In mezzo al caos, oltre a difendere il diritto degli studenti a protestare, il corpo docente della scuola ha ospitato una manifestazione silenziosa per chiedere direttamente la fine della guerra a Gaza e per commemorare i professori che sono stati uccisi nella Striscia.
“È stato potente, assolutamente potente“, ha dichiarato a The Intercept Roger Reeves, professore di inglese e scrittura creativa alla UT Austin. “Anche gli allenatori sono usciti e sono rimasti in silenzio con noi. E non so se lo sai, Texas, ma in questo momento fa caldo. Sono rimasti sotto il sole. Sono rimasti in piedi con noi. C’erano studenti là fuori e tutti sono rimasti in silenzio per 45 minuti; abbiamo sudato, ma siamo rimasti in piedi“.

» **IL COMPITO**
Prosegui l'articolo sulla manifestazione silenziosa dei docenti della UT Austin, riprendendo dopo l'ultima frase riportata.

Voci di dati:
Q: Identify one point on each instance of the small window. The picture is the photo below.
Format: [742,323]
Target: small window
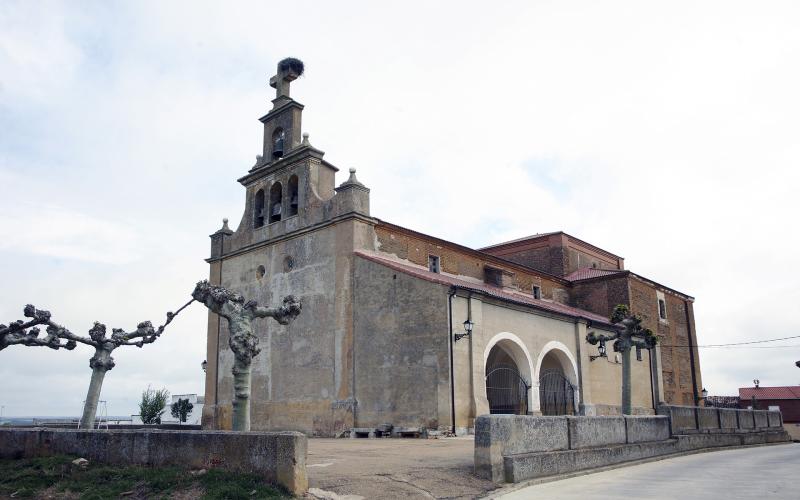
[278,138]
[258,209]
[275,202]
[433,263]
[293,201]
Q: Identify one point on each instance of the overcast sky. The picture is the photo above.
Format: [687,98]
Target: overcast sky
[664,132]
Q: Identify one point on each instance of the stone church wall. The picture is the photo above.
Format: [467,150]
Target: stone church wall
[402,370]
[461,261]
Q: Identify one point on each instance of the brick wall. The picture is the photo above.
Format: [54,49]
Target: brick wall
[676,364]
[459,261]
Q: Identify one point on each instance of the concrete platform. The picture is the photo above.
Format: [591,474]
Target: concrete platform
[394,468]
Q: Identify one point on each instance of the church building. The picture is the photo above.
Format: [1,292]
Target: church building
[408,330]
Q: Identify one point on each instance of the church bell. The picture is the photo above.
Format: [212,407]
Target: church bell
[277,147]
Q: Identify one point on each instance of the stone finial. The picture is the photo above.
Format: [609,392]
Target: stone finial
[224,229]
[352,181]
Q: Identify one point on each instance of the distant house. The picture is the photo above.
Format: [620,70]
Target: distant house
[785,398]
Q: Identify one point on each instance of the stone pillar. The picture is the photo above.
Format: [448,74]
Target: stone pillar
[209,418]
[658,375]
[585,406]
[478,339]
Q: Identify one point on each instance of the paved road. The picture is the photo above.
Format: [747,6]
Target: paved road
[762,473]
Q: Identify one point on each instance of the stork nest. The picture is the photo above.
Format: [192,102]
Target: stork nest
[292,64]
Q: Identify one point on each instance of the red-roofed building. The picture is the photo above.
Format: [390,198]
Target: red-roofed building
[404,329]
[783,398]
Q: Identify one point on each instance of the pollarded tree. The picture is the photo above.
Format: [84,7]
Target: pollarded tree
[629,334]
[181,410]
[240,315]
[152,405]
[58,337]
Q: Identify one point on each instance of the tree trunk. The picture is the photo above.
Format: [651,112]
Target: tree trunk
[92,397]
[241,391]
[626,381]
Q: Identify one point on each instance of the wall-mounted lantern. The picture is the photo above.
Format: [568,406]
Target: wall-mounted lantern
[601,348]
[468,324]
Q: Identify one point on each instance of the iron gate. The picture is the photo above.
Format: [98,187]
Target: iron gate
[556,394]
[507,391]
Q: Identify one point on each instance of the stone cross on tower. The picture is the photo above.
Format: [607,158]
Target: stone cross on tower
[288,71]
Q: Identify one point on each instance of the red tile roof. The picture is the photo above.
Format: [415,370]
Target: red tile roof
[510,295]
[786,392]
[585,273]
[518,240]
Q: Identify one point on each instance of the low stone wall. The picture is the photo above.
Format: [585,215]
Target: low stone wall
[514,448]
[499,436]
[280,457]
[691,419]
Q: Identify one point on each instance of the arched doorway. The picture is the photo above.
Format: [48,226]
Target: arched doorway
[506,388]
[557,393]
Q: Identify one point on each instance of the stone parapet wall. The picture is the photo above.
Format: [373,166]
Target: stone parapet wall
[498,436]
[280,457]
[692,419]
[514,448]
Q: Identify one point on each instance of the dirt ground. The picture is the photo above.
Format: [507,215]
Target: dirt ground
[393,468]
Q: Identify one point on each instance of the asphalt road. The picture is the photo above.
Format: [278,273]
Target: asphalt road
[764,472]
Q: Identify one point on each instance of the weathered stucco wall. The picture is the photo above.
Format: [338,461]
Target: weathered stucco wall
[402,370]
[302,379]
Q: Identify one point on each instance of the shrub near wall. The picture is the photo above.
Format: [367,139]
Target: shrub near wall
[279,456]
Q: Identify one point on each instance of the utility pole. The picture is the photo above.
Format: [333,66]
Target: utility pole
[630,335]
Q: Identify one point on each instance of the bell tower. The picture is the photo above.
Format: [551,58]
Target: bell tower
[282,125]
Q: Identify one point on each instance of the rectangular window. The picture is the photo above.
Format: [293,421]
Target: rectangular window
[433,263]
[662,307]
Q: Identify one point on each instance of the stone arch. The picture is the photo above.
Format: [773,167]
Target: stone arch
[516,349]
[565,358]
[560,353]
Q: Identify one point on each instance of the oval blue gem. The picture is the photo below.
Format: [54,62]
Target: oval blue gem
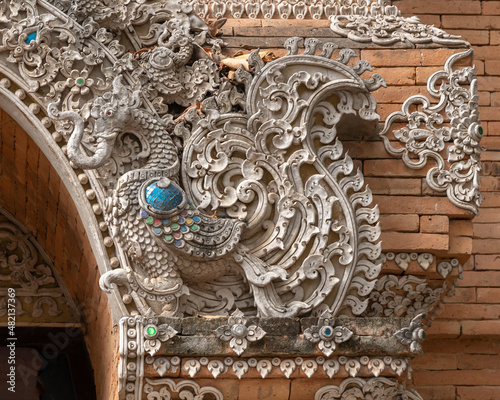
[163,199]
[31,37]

» **RISPOSTA**
Durante la manifestazione, Reeves ha tenuto un cartello in onore di Rizq Arruq, un professore dell’Università islamica di Gaza che è stato ucciso. Ha continuato a tenere il cartello per diverse ore dopo la protesta, ha detto. “Mi è sembrato di tenere in qualche modo il suo corpo. Credo che il silenzio sia stato potente quanto le grida, per certi versi“.